Supplied data
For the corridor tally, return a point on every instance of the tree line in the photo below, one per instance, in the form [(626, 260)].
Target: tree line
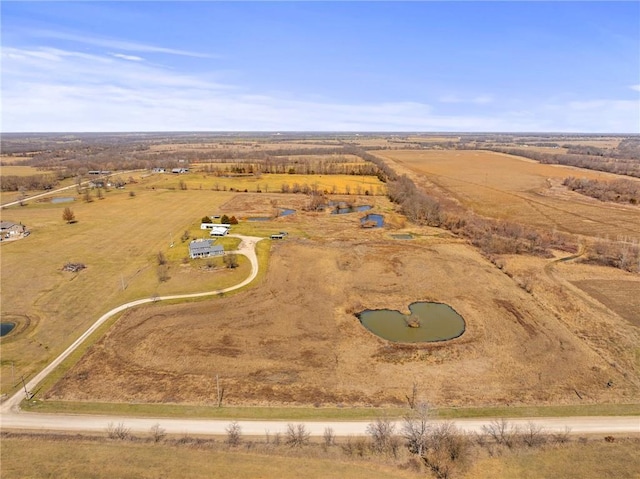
---
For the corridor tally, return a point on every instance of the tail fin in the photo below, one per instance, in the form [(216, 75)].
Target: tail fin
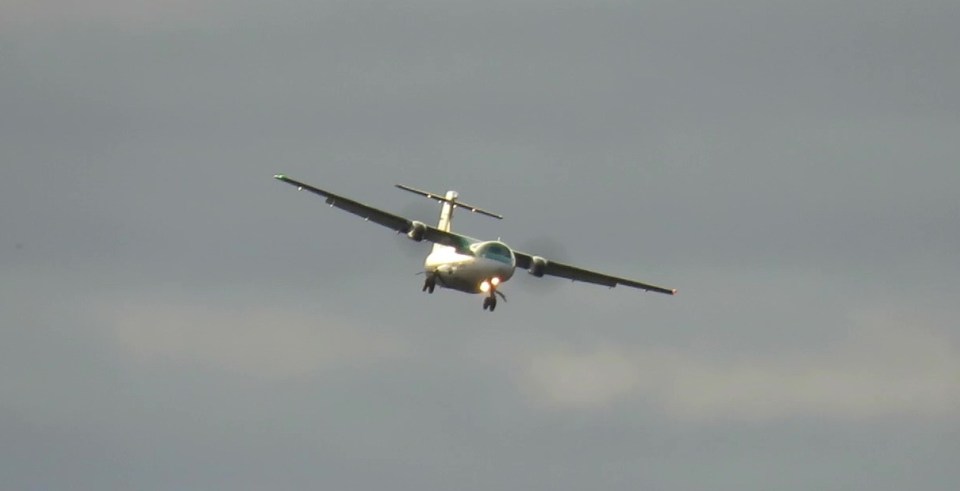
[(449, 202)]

Task
The lines above from the one containing "form [(626, 260)]." through the one containing "Target: tree line" are to be set down exactly, and no others.

Task solution
For the corridor tally, return a point on every instance of the tree line in the photo below, one per instance, in the form [(626, 260)].
Target: tree line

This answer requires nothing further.